■ **PROBLEM DETAILS**
Could you copy the minestrone passage word for word from "Ah, at least" to "bean enjoying creature."?

Ah, at least I had the beans I thought, as I greedily grabbed the bag I had bought from the markets on Saturday. None of that supermarket crap for me.

Unfortunately they were full of spiders, or some other web creating, bean enjoying creature.

So they were no good. I checked my emergency vegetable stash. It consisted of an eggplant, which I didn't think would suit, and a few carrots that, to be frank, looked more like doorstops than the fresh ingredients Italian cuisine is so famous for.

But something had to go in. Along with extra cabbage. So the carrots were cut into chunks.

The broth was pretty well last. It was in ice cube form by this stage as instructed. I had melted them on the stove while cutting the veges.

I was still skeptical, but things were just getting started. Minestrone does, after all, take a long time although it is largely unattended.

Two hours or so later and I was a believer. In the meat broth. That stuff is great. Forget vegetable goodness, Brodo really adds a depth of flavour that you just can't get from water. I was excited about the soup, and only had to wait another hour or so to eat it.

The parmesan was the last to be added. Marcella theorises in a subsequent book that it has a special favour yet to be discovered that excites the eater in whatever food it is added to.

Anyway, after 1 day making meat broth and 1 day making soup two steaming bowls were finally put on the table. The aircon was turned down to simulate winter, and we were away.

■ **DATA RECORDS**
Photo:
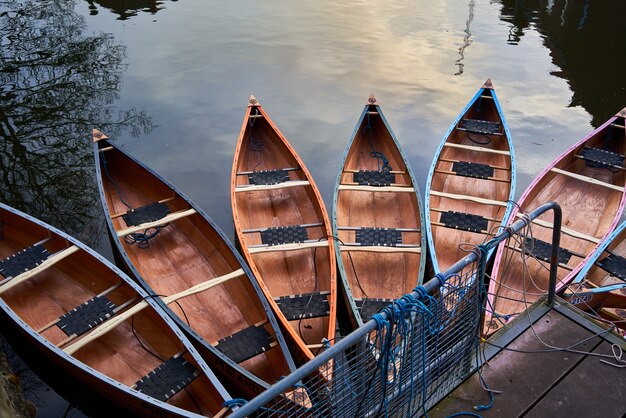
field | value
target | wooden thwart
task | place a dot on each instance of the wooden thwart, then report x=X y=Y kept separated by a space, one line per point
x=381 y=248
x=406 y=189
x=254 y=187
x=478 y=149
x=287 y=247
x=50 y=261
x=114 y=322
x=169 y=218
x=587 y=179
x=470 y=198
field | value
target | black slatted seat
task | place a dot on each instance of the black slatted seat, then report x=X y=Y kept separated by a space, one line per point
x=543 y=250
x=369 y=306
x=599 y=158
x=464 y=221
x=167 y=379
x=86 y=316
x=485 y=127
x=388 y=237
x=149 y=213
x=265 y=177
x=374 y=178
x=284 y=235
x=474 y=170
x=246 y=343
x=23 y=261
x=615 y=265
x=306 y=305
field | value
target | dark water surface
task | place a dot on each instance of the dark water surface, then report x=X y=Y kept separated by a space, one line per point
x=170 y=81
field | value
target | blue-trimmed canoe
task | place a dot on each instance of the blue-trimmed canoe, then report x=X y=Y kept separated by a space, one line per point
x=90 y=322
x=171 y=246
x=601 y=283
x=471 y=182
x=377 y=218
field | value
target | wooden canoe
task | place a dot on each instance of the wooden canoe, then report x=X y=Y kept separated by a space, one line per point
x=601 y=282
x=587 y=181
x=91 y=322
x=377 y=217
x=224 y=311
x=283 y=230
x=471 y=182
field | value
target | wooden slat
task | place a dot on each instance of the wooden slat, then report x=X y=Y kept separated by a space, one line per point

■ **COMPLETED TASK**
Ah, at least I had the beans I thought, as I greedily grabbed the bag I had bought from the markets on Saturday. None of that supermarket crap for me.

Unfortunately they were full of spiders, or some other web creating, bean enjoying creature.